Copy out the listing that follows, exactly, without its pictures.
··········
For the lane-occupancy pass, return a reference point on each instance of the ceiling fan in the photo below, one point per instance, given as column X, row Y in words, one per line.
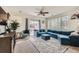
column 42, row 12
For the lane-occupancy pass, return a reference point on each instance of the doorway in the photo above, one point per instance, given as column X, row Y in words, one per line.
column 33, row 25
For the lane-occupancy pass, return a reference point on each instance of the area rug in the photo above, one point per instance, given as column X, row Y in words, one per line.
column 37, row 45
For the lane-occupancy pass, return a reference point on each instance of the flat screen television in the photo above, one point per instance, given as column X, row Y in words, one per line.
column 2, row 29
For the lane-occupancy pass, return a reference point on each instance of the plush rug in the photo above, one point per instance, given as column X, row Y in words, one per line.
column 37, row 45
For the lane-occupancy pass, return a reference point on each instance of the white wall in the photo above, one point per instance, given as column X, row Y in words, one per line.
column 21, row 21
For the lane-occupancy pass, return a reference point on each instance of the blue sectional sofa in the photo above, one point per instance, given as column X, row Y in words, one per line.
column 62, row 36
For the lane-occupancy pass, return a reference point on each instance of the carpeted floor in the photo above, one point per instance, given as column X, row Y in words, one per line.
column 33, row 44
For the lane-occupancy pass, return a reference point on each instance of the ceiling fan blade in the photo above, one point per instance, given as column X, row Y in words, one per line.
column 37, row 12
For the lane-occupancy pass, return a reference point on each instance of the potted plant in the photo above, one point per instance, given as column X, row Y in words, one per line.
column 14, row 25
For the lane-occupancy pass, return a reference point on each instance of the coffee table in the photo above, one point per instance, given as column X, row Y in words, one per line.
column 45, row 36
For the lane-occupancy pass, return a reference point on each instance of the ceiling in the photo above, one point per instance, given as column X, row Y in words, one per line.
column 30, row 10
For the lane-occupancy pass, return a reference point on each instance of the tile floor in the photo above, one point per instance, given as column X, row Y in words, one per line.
column 33, row 44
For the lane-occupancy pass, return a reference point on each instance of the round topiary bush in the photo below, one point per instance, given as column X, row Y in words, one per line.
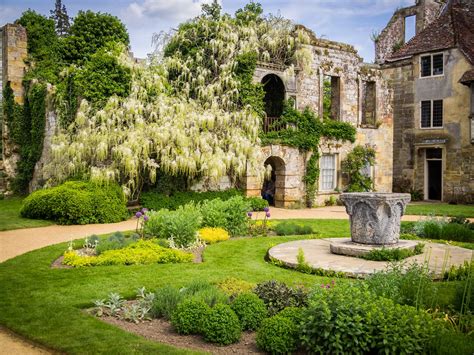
column 250, row 309
column 189, row 315
column 77, row 202
column 277, row 335
column 222, row 325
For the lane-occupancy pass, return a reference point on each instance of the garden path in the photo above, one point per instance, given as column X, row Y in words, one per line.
column 20, row 241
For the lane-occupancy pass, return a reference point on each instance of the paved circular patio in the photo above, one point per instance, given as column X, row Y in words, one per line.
column 318, row 255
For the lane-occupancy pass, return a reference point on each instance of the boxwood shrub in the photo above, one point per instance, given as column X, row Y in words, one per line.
column 77, row 202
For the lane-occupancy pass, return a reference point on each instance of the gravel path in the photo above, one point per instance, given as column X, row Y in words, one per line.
column 20, row 241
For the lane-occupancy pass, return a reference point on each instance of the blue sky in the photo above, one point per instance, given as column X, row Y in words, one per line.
column 349, row 21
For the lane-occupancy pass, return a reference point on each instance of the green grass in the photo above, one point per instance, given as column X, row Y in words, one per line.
column 10, row 216
column 440, row 209
column 46, row 305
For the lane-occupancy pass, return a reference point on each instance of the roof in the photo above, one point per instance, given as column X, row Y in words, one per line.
column 453, row 28
column 467, row 78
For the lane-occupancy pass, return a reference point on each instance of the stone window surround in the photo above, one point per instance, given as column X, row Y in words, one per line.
column 431, row 116
column 430, row 55
column 336, row 174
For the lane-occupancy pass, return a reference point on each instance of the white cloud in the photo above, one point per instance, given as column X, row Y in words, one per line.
column 169, row 10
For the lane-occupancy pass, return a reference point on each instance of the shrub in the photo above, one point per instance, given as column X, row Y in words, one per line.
column 353, row 320
column 180, row 226
column 139, row 253
column 277, row 296
column 77, row 202
column 230, row 215
column 411, row 286
column 277, row 335
column 232, row 286
column 189, row 315
column 213, row 235
column 156, row 201
column 257, row 203
column 291, row 228
column 166, row 300
column 221, row 325
column 250, row 309
column 395, row 254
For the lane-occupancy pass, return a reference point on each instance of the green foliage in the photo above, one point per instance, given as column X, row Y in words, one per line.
column 77, row 202
column 189, row 316
column 140, row 253
column 171, row 199
column 250, row 309
column 278, row 296
column 221, row 325
column 351, row 319
column 179, row 226
column 257, row 203
column 412, row 286
column 232, row 286
column 277, row 335
column 394, row 254
column 166, row 300
column 292, row 228
column 102, row 76
column 353, row 166
column 90, row 32
column 230, row 214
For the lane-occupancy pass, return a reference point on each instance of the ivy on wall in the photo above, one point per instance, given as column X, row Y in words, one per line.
column 304, row 131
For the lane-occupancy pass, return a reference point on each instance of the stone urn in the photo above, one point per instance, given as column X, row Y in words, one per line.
column 375, row 217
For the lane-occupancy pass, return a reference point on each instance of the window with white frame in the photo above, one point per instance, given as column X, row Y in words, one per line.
column 328, row 172
column 431, row 113
column 431, row 65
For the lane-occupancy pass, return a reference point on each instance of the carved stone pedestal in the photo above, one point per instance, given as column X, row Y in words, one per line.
column 375, row 217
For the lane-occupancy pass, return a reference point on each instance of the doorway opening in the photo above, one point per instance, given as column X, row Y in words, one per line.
column 434, row 174
column 273, row 189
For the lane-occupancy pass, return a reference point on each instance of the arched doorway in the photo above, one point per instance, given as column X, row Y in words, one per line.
column 273, row 189
column 274, row 98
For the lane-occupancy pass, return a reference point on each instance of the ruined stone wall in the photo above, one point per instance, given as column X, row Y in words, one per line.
column 393, row 35
column 14, row 54
column 411, row 141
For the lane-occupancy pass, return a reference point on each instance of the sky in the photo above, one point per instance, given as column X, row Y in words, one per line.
column 348, row 21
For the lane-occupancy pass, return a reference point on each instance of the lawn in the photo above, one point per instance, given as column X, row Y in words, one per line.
column 440, row 209
column 45, row 305
column 10, row 216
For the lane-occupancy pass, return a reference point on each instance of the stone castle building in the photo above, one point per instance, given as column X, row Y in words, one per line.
column 414, row 106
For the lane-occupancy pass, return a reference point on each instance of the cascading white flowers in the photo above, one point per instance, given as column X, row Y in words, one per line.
column 182, row 115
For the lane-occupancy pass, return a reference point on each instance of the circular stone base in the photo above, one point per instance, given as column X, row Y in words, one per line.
column 318, row 255
column 345, row 246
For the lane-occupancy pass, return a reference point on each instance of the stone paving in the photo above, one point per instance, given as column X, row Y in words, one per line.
column 318, row 255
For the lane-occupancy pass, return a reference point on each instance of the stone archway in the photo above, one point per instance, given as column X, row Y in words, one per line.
column 274, row 99
column 273, row 187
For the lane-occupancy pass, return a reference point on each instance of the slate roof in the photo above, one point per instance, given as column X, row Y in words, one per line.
column 453, row 28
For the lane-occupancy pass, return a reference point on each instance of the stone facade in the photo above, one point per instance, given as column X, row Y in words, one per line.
column 14, row 54
column 341, row 62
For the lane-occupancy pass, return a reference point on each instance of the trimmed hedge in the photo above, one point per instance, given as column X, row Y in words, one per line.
column 77, row 202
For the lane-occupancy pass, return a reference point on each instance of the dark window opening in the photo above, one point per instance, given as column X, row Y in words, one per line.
column 410, row 27
column 331, row 97
column 368, row 103
column 432, row 114
column 274, row 99
column 426, row 66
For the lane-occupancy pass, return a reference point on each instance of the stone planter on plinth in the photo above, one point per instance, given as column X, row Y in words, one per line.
column 375, row 217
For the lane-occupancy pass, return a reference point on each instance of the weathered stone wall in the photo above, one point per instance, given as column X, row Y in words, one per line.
column 393, row 35
column 14, row 54
column 411, row 141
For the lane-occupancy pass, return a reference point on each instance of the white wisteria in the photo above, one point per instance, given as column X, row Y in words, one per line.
column 182, row 115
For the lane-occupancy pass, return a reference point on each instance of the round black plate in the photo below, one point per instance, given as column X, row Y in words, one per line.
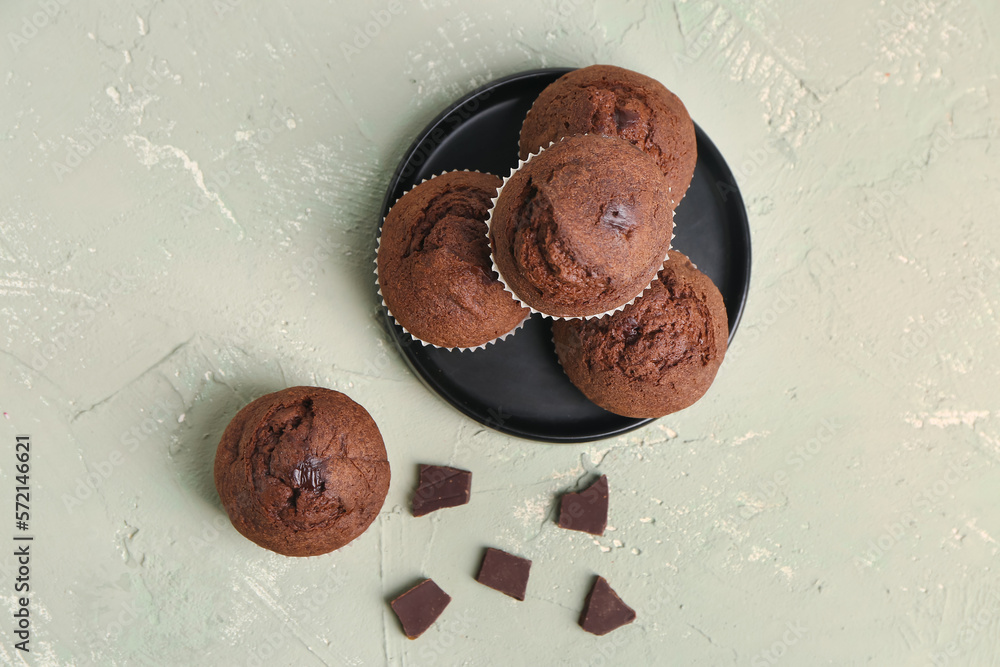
··········
§ **OUTPUT FOR THIS EXERCISE**
For the lane-occupancy pass, return a reference point on each instance of the ceiling fan in the photo below, one point per instance, given as column X, row Y in words, one per line.
column 42, row 12
For the lane-occupancy pass, return a reference point on each instance of the doorway in the photo above, one point per instance, given as column X, row Y in words, one per line.
column 33, row 25
For the lane-occupancy pass, return a reference point on each instance of the area rug in the photo above, one point per instance, given as column X, row Y in words, one per line.
column 37, row 45
For the lane-occupancy pass, return a reference point on each instance of the flat screen television in the photo above, one point per instance, given as column X, row Y in words, one per line.
column 2, row 29
For the lane-occupancy pass, return a reference point on each instance of the plush rug in the photo above, one point per instance, given as column X, row Y in words, one per line.
column 37, row 45
For the lane-occupancy pass, return a reference point on each instance of the white wall in the photo above, one point per instance, given as column X, row Y in words, one per line.
column 21, row 21
For the lane-occupancy pass, return a reference point on each instance of the blue sectional sofa in the photo above, one point per instance, given as column X, row Y in words, one per line.
column 62, row 36
For the lane-occupancy pass, return a reference point on each instance of the carpeted floor in the photo above, one point per instance, given as column X, row Y in words, one per line.
column 33, row 44
For the lane-occupancy pass, return a reference point on each instance of the ceiling fan blade in the photo above, one point per instance, given as column X, row Y in words, one per line.
column 37, row 12
For the lane-occupancy pass, return a reference point on each instance of the potted plant in the photo above, one point per instance, given as column X, row Y in words, one per line.
column 14, row 25
For the lane-occupancy pass, return a reference point on each instance of the coffee table in the photo above, one point per instance, given as column X, row Y in words, one per line.
column 45, row 36
For the lane-occupancy pass, return a reference point on each instance of the ceiling in the photo above, one point per instance, given as column X, row Y in words, one per line.
column 30, row 10
For the lane-occupancy pass, return a reference point on each instance of the tile floor in the photo above, one point per instance, given as column X, row Y in words, one per line.
column 33, row 44
For the lane-occupancy pass, return a reference point on each instance of the round topiary bush in the photo below, one point per instance, given as column X, row Y in words, one per line.
column 250, row 309
column 189, row 315
column 77, row 202
column 277, row 335
column 222, row 325
For the lane-occupancy pass, return a reference point on each instance of the garden path in the photo above, one point per instance, given as column X, row Y in words, one per line.
column 20, row 241
For the lane-occupancy pass, return a reference point on each instance of the paved circular patio in the photo above, one point per instance, given as column X, row Y in words, one per line.
column 318, row 255
For the lane-occupancy pass, return a reference point on each instance of the boxwood shrub in the photo above, one point per instance, given as column X, row Y in words, one per line.
column 77, row 202
For the lane-occupancy pass, return a reference point on each instance of the gravel path in the photo above, one point per instance, given as column X, row Y in words, one per line.
column 20, row 241
For the lane-occupancy pass, return a reference point on each instance of the blue sky in the photo above, one point per instance, given as column X, row Y in words, one per line.
column 349, row 21
For the lane-occupancy pass, return a reference point on each instance of the green grass in the photo above, one point per instance, given as column X, row Y in words, one per line.
column 10, row 216
column 440, row 209
column 46, row 305
For the lane-occupancy pass, return a reference point on each instance of the roof in the photo above, one point per instance, given as column X, row Y in words, one per line.
column 453, row 28
column 467, row 78
For the lane-occupancy pass, return a reference point on each instance of the stone window surround in the photo above, one point per instance, given as column X, row Y in words, one per line.
column 431, row 116
column 430, row 55
column 336, row 174
For the lane-occupancy pass, return a reference point on each instance of the white cloud in the photo above, one point per instance, given as column X, row Y in words, one per line.
column 169, row 10
For the lane-occupancy pass, return a reference point on each instance of the shrub in the photo above, one point per instance, given as column X, row Y in words, one per line.
column 353, row 320
column 180, row 226
column 139, row 253
column 277, row 296
column 77, row 202
column 230, row 215
column 411, row 286
column 277, row 335
column 232, row 286
column 189, row 315
column 213, row 235
column 156, row 201
column 257, row 203
column 291, row 228
column 166, row 300
column 221, row 325
column 250, row 309
column 395, row 254
For the lane-occupancy pass, return a reference point on each instance of the green foliage in the photo above, one point per instance, given as column X, row Y in words, one per line.
column 77, row 202
column 189, row 316
column 140, row 253
column 171, row 199
column 250, row 309
column 278, row 296
column 221, row 325
column 351, row 319
column 179, row 226
column 257, row 203
column 412, row 286
column 232, row 286
column 277, row 335
column 394, row 254
column 166, row 300
column 292, row 228
column 102, row 76
column 353, row 166
column 90, row 32
column 230, row 214
For the lane-occupancy pass, return a reference point on each instance of the ivy on wall in the photo above, one point per instance, given as column X, row Y in words, one per line.
column 304, row 131
For the lane-occupancy pass, return a reference point on each instance of the stone urn in the photo above, one point per instance, given as column X, row Y in words, one per line.
column 375, row 217
For the lane-occupancy pass, return a reference point on each instance of the window with white frame in the photo above, one point per instance, given as column X, row Y in words, one per line.
column 328, row 172
column 431, row 113
column 431, row 65
For the lane-occupancy pass, return a reference point on each instance of the carved stone pedestal in the photo above, one point per instance, given as column X, row Y in words, one per line.
column 375, row 217
For the lane-occupancy pass, return a reference point on each instance of the doorway opening in the photo above, one point per instance, given as column X, row Y in words, one per line.
column 434, row 174
column 273, row 189
For the lane-occupancy pass, return a reference point on each instance of the arched doorway in the photo above, one point per instance, given as column X, row Y in words, one per line.
column 273, row 189
column 274, row 98
For the lane-occupancy pass, return a reference point on each instance of the ruined stone wall in the photo above, one point per instance, given as column X, row Y in words, one per line.
column 393, row 35
column 14, row 54
column 411, row 141
For the lane-occupancy pass, return a reference point on each instance of the sky in the photo above, one point per instance, given as column X, row Y in words, one per line.
column 348, row 21
For the lane-occupancy pass, return a reference point on each instance of the lawn in the photo above, one point per instance, given as column X, row Y in words, one per line.
column 440, row 209
column 45, row 305
column 10, row 216
For the lane-occupancy pass, return a reference point on each instance of the stone castle building in the photo above, one point per instance, given as column X, row Y in words, one per line.
column 414, row 106
For the lane-occupancy pass, return a reference point on each instance of the cascading white flowers in the photo above, one point per instance, given as column X, row Y in words, one per line.
column 182, row 115
For the lane-occupancy pass, return a reference point on each instance of the circular stone base in the photo above, one point per instance, given as column X, row Y in words, one per line.
column 318, row 255
column 345, row 246
For the lane-occupancy pass, return a reference point on each instance of the stone paving in the photo above, one point per instance, given as column X, row Y in words, one per line.
column 318, row 255
For the lane-occupancy pass, return a reference point on each instance of the stone archway in the photo above, one point per instance, given as column X, row Y in words, one per line.
column 274, row 99
column 273, row 187
For the lane-occupancy pass, return a reference point on each instance of the slate roof in the photo above, one point per instance, given as column X, row Y in words, one per line.
column 453, row 28
For the lane-occupancy pass, return a reference point on each instance of the stone facade in the photo above, one point per instance, given as column X, row Y in words, one per line.
column 14, row 54
column 341, row 62
For the lane-occupancy pass, return a reference point on each instance of the trimmed hedge in the photo above, one point per instance, given as column X, row Y in words, one per line.
column 77, row 202
For the lane-occupancy pass, return a reference point on each instance of the dark window opening in the photo above, one point per instance, given as column X, row Y in words, one per line.
column 410, row 27
column 331, row 97
column 368, row 103
column 432, row 114
column 274, row 99
column 426, row 66
For the lane-occupancy pass, return a reference point on each instance of the stone planter on plinth in the photo above, one point per instance, given as column X, row Y in words, one per line.
column 375, row 217
For the lane-occupancy pass, return a reference point on each instance of the weathered stone wall in the photo above, one point per instance, given as column X, row Y in words, one per line.
column 393, row 35
column 14, row 54
column 411, row 141
For the lane-occupancy pass, return a reference point on each instance of the white wisteria in the photo above, one point per instance, given as column X, row Y in words, one per line.
column 182, row 115
For the lane-occupancy pass, return a reference point on each instance of the round black plate in the photo below, one point per instance, given as column X, row Y in words, one per line.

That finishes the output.